- **Task prompt**
Answer these from the statement by John D. Ryan:
(a) At whose banquet, and in which city, did Ryan speak?
(b) At what height above the ground does Ryan say he saw the airplanes flying?
(c) When did Ryan talk with General Pershing?

- **Text passage**
================
STATEMENT BY JOHN D. RYAN

 

     Speaking at a banquet of the Manufacturers’ Aircraft Association in New York on January 7, 1919, John D. Ryan, formerly assistant secretary of war and director general of the Air Service, said of the Dayton Wright DeHavilands’ performance at the front:

    

     “I saw them in France when the clouds were low and it was not a fit day for anybody to take the air, going out and flying fifty and sixty meters above the ground, and bring back a complete record of what was ahead of them.  General Pershing told me, when I talked with him on the second day of the battle of the Argonne, that no army ever went out with such information as to what was in front of it as the American army did in St. Mihiel and in the Argonne.”
================
- **Information provided**

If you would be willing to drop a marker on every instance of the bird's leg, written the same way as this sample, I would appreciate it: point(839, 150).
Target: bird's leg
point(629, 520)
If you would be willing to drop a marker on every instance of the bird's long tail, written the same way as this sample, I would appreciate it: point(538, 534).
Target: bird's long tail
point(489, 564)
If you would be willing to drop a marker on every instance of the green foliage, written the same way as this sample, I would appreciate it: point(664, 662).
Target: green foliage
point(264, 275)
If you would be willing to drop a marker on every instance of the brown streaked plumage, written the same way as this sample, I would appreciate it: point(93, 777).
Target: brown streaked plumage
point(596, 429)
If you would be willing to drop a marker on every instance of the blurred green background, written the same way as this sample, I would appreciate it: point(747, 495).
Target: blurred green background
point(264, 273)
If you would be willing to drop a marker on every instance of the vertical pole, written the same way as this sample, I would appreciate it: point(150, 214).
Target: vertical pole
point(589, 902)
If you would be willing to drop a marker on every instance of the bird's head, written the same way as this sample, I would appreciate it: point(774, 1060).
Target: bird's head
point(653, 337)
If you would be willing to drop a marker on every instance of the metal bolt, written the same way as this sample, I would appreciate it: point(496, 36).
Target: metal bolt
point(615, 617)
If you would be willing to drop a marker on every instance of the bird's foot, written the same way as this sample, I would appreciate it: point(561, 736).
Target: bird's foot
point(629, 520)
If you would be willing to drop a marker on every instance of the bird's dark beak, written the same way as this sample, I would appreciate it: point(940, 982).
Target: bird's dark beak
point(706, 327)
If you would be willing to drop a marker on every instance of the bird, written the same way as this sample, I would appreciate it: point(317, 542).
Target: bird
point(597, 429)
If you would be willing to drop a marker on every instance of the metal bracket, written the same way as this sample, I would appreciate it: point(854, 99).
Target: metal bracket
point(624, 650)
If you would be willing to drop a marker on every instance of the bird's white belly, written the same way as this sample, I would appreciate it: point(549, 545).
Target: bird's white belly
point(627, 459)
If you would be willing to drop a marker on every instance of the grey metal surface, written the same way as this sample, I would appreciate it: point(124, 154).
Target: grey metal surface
================
- **Full response**
(a) At a banquet of the Manufacturers' Aircraft Association in New York.
(b) Fifty and sixty meters above the ground.
(c) On the second day of the battle of the Argonne.